_REQUIRED WORK:_ Please tally the lines in the data below that include the string "cloud", and reply with only the total.

_SUPPLIED DATA:_
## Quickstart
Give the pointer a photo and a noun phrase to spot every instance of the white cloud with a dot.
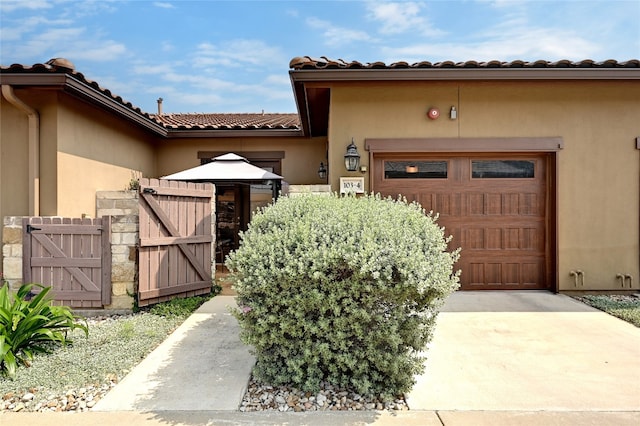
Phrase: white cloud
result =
(12, 5)
(72, 44)
(398, 18)
(530, 45)
(236, 53)
(338, 36)
(163, 5)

_THE ANSWER:_ 2